EXERCISE DIRECTIONS ::
Please copy out the patch text starting at "Get rid of int" and ending at "of alpha characters.", switching "alpha" to "alphabetic".

Get rid of int vs siint difference

Signed-off-by: Jens Axboe <jens.axboe@oracle.com>
diff --git a/HOWTO b/HOWTO
index 6f8f3f4..4e52e65 100644
--- a/HOWTO
+++ b/HOWTO
@@ -197,12 +197,10 @@
 a string. The following types are used:
 
 str	String. This is a sequence of alpha characters.
-int	Integer. A whole number value, can be negative. If prefixed with
-	0x, the integer is assumed to be of base 16 (hexadecimal).
 time	Integer with possible time postfix. In seconds unless otherwise
 	specified, use eg 10m for 10 minutes. Accepts s/m/h for seconds,
 	minutes, and hours.
-siint	SI integer. A whole number value, which may contain a postfix
+int	SI integer. A whole number value, which may contain a postfix
 	describing the base of the number. Accepted postfixes are k/m/g,
 	meaning kilo, mega, and giga. So if you want to specify 4096,
 	you could either write out '4096' or just give 4k. The postfixes
@@ -217,7 +215,7 @@
 	as 1024-4096. A colon may also be used as the separator, eg
 	1k:4k. If the option allows two sets of ranges, they can be
 	specified with a ',' or '/' delimiter: 1k-4k/8k-32k. Also see
-	siint.

DATA EXTRACT ::

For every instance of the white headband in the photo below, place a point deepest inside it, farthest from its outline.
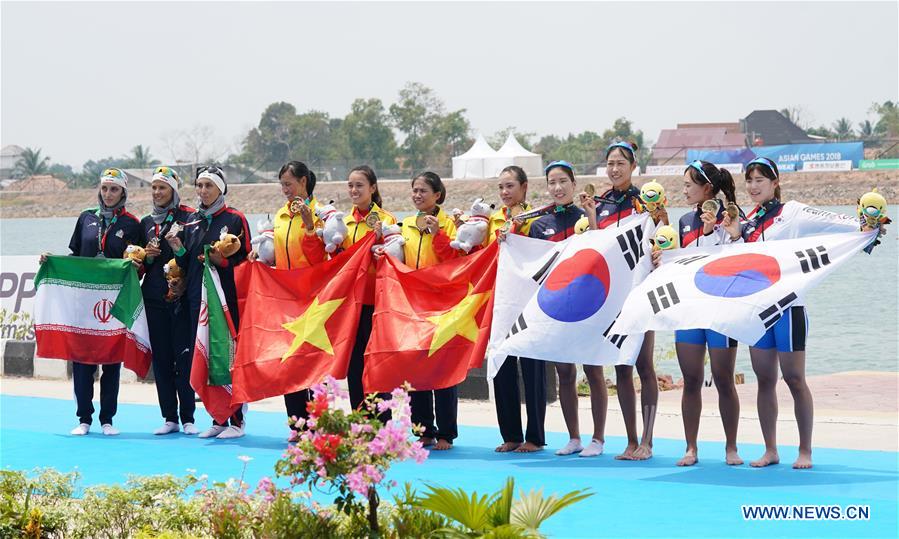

TASK RESPONSE ::
Get rid of int vs siint difference

Signed-off-by: Jens Axboe <jens.axboe@oracle.com>
diff --git a/HOWTO b/HOWTO
index 6f8f3f4..4e52e65 100644
--- a/HOWTO
+++ b/HOWTO
@@ -197,12 +197,10 @@
 a string. The following types are used:
 
 str	String. This is a sequence of alphabetic characters.